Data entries
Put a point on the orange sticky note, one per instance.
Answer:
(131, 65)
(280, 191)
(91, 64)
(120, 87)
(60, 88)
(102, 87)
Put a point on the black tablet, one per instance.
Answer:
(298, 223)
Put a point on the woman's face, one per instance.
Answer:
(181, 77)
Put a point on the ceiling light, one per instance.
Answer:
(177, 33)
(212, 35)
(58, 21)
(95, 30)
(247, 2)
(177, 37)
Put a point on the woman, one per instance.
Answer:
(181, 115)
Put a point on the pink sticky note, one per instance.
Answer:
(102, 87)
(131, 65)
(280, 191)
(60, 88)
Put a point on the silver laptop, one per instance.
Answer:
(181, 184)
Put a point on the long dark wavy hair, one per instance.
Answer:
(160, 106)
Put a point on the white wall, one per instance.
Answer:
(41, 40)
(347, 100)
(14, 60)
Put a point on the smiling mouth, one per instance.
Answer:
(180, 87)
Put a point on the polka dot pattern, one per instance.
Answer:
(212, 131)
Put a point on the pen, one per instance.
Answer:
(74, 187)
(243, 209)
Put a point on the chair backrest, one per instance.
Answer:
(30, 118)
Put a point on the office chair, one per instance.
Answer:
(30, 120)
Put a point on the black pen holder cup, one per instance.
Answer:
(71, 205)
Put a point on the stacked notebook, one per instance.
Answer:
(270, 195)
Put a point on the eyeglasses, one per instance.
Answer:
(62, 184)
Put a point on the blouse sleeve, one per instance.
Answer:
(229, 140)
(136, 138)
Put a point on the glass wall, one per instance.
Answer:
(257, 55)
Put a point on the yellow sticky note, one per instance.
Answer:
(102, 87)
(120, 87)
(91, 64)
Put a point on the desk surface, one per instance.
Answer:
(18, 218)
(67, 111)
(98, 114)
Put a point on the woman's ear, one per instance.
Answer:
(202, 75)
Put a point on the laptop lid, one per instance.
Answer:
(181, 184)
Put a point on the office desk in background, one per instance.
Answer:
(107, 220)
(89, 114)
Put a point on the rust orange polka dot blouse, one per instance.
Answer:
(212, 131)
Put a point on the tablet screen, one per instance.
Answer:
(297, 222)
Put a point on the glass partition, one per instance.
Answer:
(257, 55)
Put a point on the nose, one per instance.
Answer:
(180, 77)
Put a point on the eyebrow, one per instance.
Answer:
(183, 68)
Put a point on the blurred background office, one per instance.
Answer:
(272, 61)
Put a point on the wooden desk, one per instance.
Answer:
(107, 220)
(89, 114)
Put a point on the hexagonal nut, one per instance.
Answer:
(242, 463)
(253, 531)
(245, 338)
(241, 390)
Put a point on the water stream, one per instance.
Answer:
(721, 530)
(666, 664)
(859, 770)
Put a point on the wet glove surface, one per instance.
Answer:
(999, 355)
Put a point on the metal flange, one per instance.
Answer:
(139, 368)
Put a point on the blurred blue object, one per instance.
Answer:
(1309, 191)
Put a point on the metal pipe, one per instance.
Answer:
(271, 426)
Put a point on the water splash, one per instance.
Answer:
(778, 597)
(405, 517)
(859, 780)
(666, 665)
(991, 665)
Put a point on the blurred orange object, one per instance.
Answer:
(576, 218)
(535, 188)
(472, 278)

> **PROMPT**: Every entry is to be restated word for word, with nothing dropped.

> **REPLY TO THE TASK**:
Put a point on the orange sticky note, one per instance.
Answer:
(131, 65)
(280, 191)
(91, 64)
(120, 87)
(60, 88)
(102, 87)
Put a point on the black tablet, one per instance.
Answer:
(298, 223)
Put a point on the woman's face, one per instance.
Answer:
(181, 77)
Put a point on the ceiling light, one per instance.
Answer:
(177, 33)
(212, 35)
(58, 21)
(95, 30)
(247, 2)
(177, 37)
Put a point on the woman, one per instance.
Answer:
(181, 115)
Put a point on the pink sticky note, one per instance.
Answer:
(102, 87)
(131, 65)
(280, 191)
(60, 88)
Put a point on the silver laptop, one per instance.
Answer:
(181, 184)
Put a point on the long dark wavy hair, one per instance.
Answer:
(160, 106)
Put a point on the white wall, one per instance.
Answer:
(41, 40)
(347, 100)
(14, 60)
Put a point on the smiling mouth, one per instance.
Answer:
(180, 87)
Put a point on the polka dot pattern, one per instance.
Answer:
(212, 131)
Put a point on the pen, one per instance.
Answer:
(74, 187)
(243, 209)
Put a point on the chair backrest, one per instance.
Answer:
(30, 118)
Put a point on the office chair, one per instance.
Answer:
(30, 120)
Put a point on the black pen holder cup, one per instance.
Answer:
(71, 205)
Put a point on the stacked notebook, one per instance.
Answer:
(270, 195)
Put a point on the eyeglasses, one per instance.
Answer:
(62, 184)
Put a point on the blouse sleeve, one per instance.
Answer:
(229, 140)
(136, 138)
Put a point on the glass wall, one per instance.
Answer:
(257, 55)
Put a point on the yellow sticky note, one per instance.
Answer:
(102, 87)
(120, 87)
(91, 64)
Put a point on the desk surface, one per instance.
Answer:
(18, 218)
(67, 111)
(98, 114)
Put a point on the woman's ear, one per instance.
Answer:
(202, 75)
Put a point on the laptop lid, one per instance.
Answer:
(181, 184)
Put a point on the office desk in background, one per instance.
Answer:
(107, 220)
(89, 114)
Put a point on the rust orange polka dot blouse, one per instance.
Answer:
(212, 131)
Put a point on the tablet screen, one per instance.
Answer:
(297, 222)
Put a point on the glass partition, one per instance.
Answer:
(257, 55)
Put a point on the nose, one per instance.
Answer:
(180, 77)
Put a point on the eyebrow, one per instance.
Answer:
(183, 68)
Put a point on the blurred background office, one per instance.
Answer:
(272, 61)
Put a point on the wooden desk, one per instance.
Answer:
(107, 220)
(89, 114)
Put a point on the hexagonal nut, one per instance.
Answer:
(242, 463)
(253, 531)
(245, 338)
(241, 390)
Put a point on the water stream, one per instance.
Answer:
(721, 530)
(666, 664)
(859, 770)
Put a point on the wet glove surface, one per instance.
Answer:
(999, 355)
Put a point on the metal flange, one per instance.
Answer:
(139, 368)
Put a point on the blurred blue object, one per instance.
Answer:
(1309, 191)
Put a point on the metal pipe, one per instance.
Answer:
(271, 426)
Put a point on the water splash, one per instance.
Answer:
(778, 597)
(405, 517)
(859, 780)
(666, 665)
(991, 665)
Put a point on the blurred orange object, one per instance.
Answer:
(576, 218)
(535, 188)
(472, 278)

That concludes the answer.